═══ Texto citado ═══
Sabrina Sasha, da Tio Barnabé, é a primeira drag queen a integrar uma banda de forró
Sabrina Sasha, da Tio Barnabé, é a primeira drag queen a integrar uma banda de forró |  Foto: Reprodução | Redes Sociais
  

E não foi só na banda que Sabrina se sentiu bem acolhida. Ela conta que o público geralmente é curioso para saber mais sobre a identidade dela como drag, mas que nunca sofreu nenhum tipo de estranhamento ou preconceito. Como a artista bem conta e como pode ser visto no perfil da Tio Barnabé, a drag é uma forma de arte performática, que, embora também possa ser praticada por pessoas de outros gêneros, é mais comumente associada a homens que se apresentam como mulheres. No entanto, é importante destacar que ser uma drag não significa que a identidade de gênero do indivíduo seja necessariamente feminina. 

“Nunca vi nenhum tipo de estranhamento, não. Eu noto que as pessoas, às vezes, ficam se perguntando se é um homem, uma mulher, ou uma travesti no palco, porque muitos não seguem o perfil da Tio Barnabé [nas redes sociais] e ficam ali na dúvida. Mas nunca ocorreu o estranhamento que eu pensava que poderia ter, pelo contrário, em todos os lugares que eu fui, tinham pessoas incríveis, principalmente no interior [...] Teve um show que me marcou muito na cidade de Tanquinho. Uma menina chegou para mim e falou: ‘eu sempre quis ver uma drag queen pessoalmente, você é linda, sabia?’ Tipo, foi nossa, muito, muito bacana”, comemora ela. 

E é como fã de Elba Ramalho, um dos maiores nomes do ativismo pelo forró no São João, que Sabrina reforça o pedido para que o gênero seja priorizado durante as festas juninas e que as bandas locais e artistas “menores” também possam ter mais oportunidade. 

É válido ter outros artistas de outros ritmos? Sim, mas que o forró, ele seja prioridade, o foco da festa. A questão, pra mim é essa, é você pegar e não seguir uma tradição. Sabrina Sasha, Drag queen e integrante da banda Tio Barnabé
  

Fora da sanfona

E se a época junina pede músicas típicas, com os ritmos mais tradicionais, para fazer bonito na festa, os artistas de outros gêneros buscam adaptar o repertório. Esse é o caso de Leo Santana, um dos nomes mais contratados para shows durante o São João, mesmo representando o pagode.
═══ Itens fornecidos ═══
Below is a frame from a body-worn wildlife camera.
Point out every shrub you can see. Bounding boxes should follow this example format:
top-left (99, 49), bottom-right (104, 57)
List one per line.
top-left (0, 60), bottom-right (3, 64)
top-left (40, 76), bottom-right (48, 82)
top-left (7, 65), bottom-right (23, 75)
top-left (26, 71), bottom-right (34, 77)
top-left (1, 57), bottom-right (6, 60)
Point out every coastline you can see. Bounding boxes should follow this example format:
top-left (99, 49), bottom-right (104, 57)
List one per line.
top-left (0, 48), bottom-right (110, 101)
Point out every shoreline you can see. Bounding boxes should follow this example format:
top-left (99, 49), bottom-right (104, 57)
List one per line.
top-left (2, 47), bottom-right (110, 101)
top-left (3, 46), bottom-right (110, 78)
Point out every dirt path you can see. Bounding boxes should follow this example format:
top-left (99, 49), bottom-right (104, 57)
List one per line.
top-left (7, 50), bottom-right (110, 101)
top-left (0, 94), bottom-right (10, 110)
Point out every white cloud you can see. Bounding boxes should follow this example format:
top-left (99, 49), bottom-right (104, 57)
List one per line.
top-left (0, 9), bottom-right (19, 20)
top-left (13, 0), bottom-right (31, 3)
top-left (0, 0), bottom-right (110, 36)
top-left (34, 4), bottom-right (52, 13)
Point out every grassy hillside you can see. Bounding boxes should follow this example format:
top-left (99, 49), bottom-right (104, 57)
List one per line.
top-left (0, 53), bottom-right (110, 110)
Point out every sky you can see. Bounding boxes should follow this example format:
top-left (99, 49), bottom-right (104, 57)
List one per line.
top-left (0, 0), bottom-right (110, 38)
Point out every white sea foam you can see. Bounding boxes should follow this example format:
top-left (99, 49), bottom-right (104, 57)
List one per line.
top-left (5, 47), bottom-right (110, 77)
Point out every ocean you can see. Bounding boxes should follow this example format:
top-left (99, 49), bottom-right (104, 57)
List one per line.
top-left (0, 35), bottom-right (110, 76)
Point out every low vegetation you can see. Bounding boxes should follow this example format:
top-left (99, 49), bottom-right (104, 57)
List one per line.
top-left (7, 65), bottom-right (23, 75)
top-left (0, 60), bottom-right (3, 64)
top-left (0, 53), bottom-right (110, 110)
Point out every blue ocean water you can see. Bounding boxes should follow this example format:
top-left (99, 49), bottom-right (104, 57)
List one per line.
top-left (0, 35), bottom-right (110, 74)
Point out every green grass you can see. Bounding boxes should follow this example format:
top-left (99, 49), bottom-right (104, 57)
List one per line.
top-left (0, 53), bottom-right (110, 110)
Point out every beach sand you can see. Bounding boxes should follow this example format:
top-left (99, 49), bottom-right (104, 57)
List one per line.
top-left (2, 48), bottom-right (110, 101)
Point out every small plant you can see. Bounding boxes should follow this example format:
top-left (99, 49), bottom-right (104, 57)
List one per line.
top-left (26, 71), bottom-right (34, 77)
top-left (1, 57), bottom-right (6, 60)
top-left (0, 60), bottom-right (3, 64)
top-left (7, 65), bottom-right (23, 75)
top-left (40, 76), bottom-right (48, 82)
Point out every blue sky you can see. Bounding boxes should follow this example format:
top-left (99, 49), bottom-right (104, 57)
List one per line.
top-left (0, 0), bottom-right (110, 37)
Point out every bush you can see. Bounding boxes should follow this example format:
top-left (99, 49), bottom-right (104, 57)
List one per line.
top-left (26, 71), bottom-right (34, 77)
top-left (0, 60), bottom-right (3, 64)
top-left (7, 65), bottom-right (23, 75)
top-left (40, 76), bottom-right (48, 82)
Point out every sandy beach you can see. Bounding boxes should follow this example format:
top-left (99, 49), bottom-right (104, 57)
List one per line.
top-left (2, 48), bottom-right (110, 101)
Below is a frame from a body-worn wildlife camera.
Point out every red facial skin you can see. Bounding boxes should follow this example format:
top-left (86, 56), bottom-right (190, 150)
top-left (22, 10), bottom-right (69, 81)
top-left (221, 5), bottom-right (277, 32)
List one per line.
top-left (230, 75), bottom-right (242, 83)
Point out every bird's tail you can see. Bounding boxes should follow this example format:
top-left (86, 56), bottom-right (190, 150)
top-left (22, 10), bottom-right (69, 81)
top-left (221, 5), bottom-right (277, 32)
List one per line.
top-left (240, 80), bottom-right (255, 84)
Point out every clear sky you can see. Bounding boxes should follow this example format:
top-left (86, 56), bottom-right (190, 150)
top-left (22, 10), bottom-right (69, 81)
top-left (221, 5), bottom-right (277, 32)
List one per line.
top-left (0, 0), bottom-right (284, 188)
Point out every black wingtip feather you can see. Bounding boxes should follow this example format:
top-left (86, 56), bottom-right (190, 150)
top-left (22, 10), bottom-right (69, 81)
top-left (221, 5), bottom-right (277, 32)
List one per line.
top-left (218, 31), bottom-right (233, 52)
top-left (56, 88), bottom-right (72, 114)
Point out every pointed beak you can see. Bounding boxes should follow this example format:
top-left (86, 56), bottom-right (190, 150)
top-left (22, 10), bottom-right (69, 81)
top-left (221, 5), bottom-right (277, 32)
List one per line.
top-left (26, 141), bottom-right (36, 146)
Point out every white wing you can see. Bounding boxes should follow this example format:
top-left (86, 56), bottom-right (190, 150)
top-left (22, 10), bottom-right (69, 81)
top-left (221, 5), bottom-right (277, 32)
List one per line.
═══
Exercício proposto>
Escreva a continuação da reportagem sobre a drag queen Sabrina Sasha e o forró no São João, começando logo após a última frase apresentada.

Resultado abaixo>
Recentemente, o “GG” lançou “Sentaê”, música que traz uma citação do clássico do forró “A Vida Do Viajante”, de Luiz Gonzaga. A releitura, segundo ele, foi autorizada pela família do próprio Rei do Baião e integra o mais novo EP “Sofrência ou Fuleragem”.

A letra, que mistura forró e pagode, muda os versos cantados por Gonzaga de "Mostro o sorriso, mostro alegria, mas eu mesmo, não. E a saudade no coração" para "Eu vou, eu vou, acalmar seu coração com sequência de ‘botadão’". 

"Essa aqui autorizada pela própria família do Luiz Gonzaga, a fazer essa versão. E glória a Deus é a primeira do meu projeto recém lançado 'Sofrência ou Fuleragem', gravado em Goiânia, Goiás", anunciou o artista, ao cantar a música pela primeira vez, durante um show no São João de Caruaru, em Pernambuco, no último final de semana.

Leo Santana fez lançamento de música inspirada em sucesso de Luiz Gonzaga
Leo Santana fez lançamento de música inspirada em sucesso de Luiz Gonzaga |  Foto: Reprodução | Redes Sociais
  

Outro nome disputado, Zé Vaqueiro tem a Bahia como um dos principais destinos na agenda das festas de São João, com 15 shows agendados só no mês de junho. Ele, que representa o “piseiro”, estilo musical surgido no estado, a partir do forró, vê com bons olhos a mistura de ritmos e gêneros que têm ocorrido nas programações. Para ele, essa diversidade musical dá oportunidade para que mais artistas possam mostrar o seu talento.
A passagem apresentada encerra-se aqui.